# [Texto fuente]
++++++

Los malos tratos, los abusos sobre los menores, las violaciones de hijas e hijos por padres y familiares en grado próximo han estado presentes en la triste historia de nuestra especie. Formaban parte del folclor español, que se ha sentido ufano, a escondidas, de un carácter violento y celoso que no siempre se correspondía con la realidad. Durante casi cuatro décadas tuve bajo mi mano el popular semanario de sucesos El Caso y sin haber realizado estudios psicológicos ni estadísticos, más de una vez pensé que en España ocurría apenas el llamado crimen pasional. Se mataba, pero los motivos solían ser bastardos, interesados, por el rencor o el interés. Se echaba mano de la escopeta o del hacha a causa de unas lindes de terreno en litigio, la herencia mal repartida, el puro y simple robo, rara vez con violencia premeditada, el prurito del heredero impaciente, la envidia del bien ajeno... "La maté porque era mía" era una frase, un concepto que apenas tenía que ver con la realidad.

Ha sido la nuestra una sociedad machista, porque así estuvo establecido desde hacía siglos y es muy meritoria la lucha de las mujeres por sacudirse un injusto yugo, que les dejaba muy pocas salidas. Esquivar la brutalidad del hombre y organizar la vida en el hogar, donde el varón sólo iba para comer, dormir, abusar de la esposa y, si el vino le ardía en el estómago, buscar camorra y azotarla hasta quedar dormido como un cerdo, parecía formar parte de los hábitos nacionales. Un sistema de equilibrio y revancha era pegársela al brutal esposo con algún vecino complaciente y otra, adquirir matarratas en la droguería y administrarlo con acierto.

++++++

# [Información mostrada]
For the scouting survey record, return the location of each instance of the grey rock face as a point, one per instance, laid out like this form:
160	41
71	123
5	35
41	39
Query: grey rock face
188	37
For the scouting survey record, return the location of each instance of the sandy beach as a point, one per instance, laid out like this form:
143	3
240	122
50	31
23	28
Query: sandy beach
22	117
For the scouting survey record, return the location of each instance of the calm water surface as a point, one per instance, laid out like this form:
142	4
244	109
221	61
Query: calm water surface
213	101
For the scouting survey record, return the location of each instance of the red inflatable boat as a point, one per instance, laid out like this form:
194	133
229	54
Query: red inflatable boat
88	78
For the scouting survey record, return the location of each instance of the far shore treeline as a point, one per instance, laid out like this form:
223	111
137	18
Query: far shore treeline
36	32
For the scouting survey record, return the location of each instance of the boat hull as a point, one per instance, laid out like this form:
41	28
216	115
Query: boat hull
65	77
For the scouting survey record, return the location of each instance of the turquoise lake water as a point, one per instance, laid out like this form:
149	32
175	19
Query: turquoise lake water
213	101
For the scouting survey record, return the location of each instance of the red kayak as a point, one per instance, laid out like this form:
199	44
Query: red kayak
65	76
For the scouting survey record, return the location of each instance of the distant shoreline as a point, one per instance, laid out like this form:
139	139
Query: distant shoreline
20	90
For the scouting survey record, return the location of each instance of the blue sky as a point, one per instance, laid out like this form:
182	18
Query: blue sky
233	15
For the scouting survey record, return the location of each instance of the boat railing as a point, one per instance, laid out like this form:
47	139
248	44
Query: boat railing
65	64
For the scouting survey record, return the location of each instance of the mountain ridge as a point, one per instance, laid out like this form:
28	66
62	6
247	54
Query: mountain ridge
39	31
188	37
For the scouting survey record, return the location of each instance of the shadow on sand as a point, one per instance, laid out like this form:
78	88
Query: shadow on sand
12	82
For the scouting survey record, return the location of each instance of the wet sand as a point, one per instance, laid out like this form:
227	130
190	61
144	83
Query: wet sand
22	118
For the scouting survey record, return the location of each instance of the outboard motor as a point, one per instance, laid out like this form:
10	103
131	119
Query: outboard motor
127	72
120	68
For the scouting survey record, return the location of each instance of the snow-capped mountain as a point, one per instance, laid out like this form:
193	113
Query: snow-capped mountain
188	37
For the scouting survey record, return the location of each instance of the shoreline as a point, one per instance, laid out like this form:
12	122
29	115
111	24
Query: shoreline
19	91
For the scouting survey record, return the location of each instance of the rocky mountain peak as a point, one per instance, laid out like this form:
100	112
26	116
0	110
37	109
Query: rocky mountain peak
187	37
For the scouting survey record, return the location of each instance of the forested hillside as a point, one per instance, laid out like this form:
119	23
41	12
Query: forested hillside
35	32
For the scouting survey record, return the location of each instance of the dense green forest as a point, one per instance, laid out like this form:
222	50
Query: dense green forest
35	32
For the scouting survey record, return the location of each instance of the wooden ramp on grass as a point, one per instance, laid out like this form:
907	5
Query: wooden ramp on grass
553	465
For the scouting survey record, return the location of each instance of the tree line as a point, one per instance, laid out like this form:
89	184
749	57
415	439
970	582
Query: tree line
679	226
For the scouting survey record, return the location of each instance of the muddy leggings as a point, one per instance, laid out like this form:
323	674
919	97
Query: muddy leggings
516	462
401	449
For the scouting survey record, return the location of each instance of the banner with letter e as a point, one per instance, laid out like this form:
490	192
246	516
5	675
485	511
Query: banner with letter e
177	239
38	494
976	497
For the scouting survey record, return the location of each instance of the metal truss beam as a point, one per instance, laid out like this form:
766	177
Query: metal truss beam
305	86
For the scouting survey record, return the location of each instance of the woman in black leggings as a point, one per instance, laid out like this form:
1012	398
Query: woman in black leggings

++++++

# [Qué debes hacer]
Transcribe completo el texto fuente sobre la violencia y el crimen en España, sin cambiar una sola palabra ni signo.

# [Respuesta]
Los malos tratos, los abusos sobre los menores, las violaciones de hijas e hijos por padres y familiares en grado próximo han estado presentes en la triste historia de nuestra especie. Formaban parte del folclor español, que se ha sentido ufano, a escondidas, de un carácter violento y celoso que no siempre se correspondía con la realidad. Durante casi cuatro décadas tuve bajo mi mano el popular semanario de sucesos El Caso y sin haber realizado estudios psicológicos ni estadísticos, más de una vez pensé que en España ocurría apenas el llamado crimen pasional. Se mataba, pero los motivos solían ser bastardos, interesados, por el rencor o el interés. Se echaba mano de la escopeta o del hacha a causa de unas lindes de terreno en litigio, la herencia mal repartida, el puro y simple robo, rara vez con violencia premeditada, el prurito del heredero impaciente, la envidia del bien ajeno... "La maté porque era mía" era una frase, un concepto que apenas tenía que ver con la realidad.

Ha sido la nuestra una sociedad machista, porque así estuvo establecido desde hacía siglos y es muy meritoria la lucha de las mujeres por sacudirse un injusto yugo, que les dejaba muy pocas salidas. Esquivar la brutalidad del hombre y organizar la vida en el hogar, donde el varón sólo iba para comer, dormir, abusar de la esposa y, si el vino le ardía en el estómago, buscar camorra y azotarla hasta quedar dormido como un cerdo, parecía formar parte de los hábitos nacionales. Un sistema de equilibrio y revancha era pegársela al brutal esposo con algún vecino complaciente y otra, adquirir matarratas en la droguería y administrarlo con acierto.